--- GIVEN DATA Enclosed Below ---

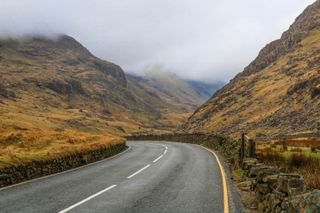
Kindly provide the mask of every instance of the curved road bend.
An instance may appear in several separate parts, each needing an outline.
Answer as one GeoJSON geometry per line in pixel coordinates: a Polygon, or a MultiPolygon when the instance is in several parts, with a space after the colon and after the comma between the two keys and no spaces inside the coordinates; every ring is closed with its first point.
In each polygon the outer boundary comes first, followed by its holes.
{"type": "MultiPolygon", "coordinates": [[[[127,142],[114,158],[0,189],[0,212],[223,212],[215,157],[191,144],[127,142]]],[[[230,181],[230,180],[227,180],[230,181]]],[[[229,189],[229,212],[240,212],[229,189]]]]}

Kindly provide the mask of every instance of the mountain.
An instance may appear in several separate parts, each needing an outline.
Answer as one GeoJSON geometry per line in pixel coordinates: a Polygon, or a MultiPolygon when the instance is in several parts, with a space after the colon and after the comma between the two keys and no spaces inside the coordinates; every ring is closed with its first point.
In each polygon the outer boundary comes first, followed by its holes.
{"type": "Polygon", "coordinates": [[[163,100],[162,121],[166,120],[168,127],[181,125],[205,101],[192,85],[160,66],[149,67],[144,75],[127,74],[127,77],[144,91],[163,100]]]}
{"type": "Polygon", "coordinates": [[[252,136],[320,130],[320,1],[264,47],[180,131],[252,136]]]}
{"type": "Polygon", "coordinates": [[[159,97],[167,100],[172,105],[194,111],[204,102],[202,97],[187,81],[182,80],[161,66],[149,67],[142,76],[127,75],[129,79],[157,93],[159,97]]]}
{"type": "Polygon", "coordinates": [[[200,95],[203,100],[209,99],[214,92],[220,89],[224,83],[216,82],[216,83],[205,83],[202,81],[194,81],[188,80],[188,84],[192,86],[192,88],[200,95]]]}
{"type": "Polygon", "coordinates": [[[118,65],[95,57],[70,36],[0,40],[2,132],[123,135],[171,130],[200,104],[189,88],[175,85],[172,95],[168,85],[150,85],[126,76],[118,65]],[[160,87],[164,89],[158,92],[160,87]]]}
{"type": "Polygon", "coordinates": [[[222,82],[184,80],[160,65],[149,66],[142,75],[127,74],[127,76],[141,86],[160,92],[159,95],[170,100],[172,104],[183,105],[189,109],[199,107],[223,86],[222,82]]]}

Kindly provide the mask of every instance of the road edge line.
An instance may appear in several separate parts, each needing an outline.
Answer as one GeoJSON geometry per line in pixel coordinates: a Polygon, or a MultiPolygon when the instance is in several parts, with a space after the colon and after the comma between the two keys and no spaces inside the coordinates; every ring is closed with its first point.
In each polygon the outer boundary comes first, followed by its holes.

--- End of Enclosed GIVEN DATA ---

State how many lines in the preceding material contain the word "provide", and give nothing else.

3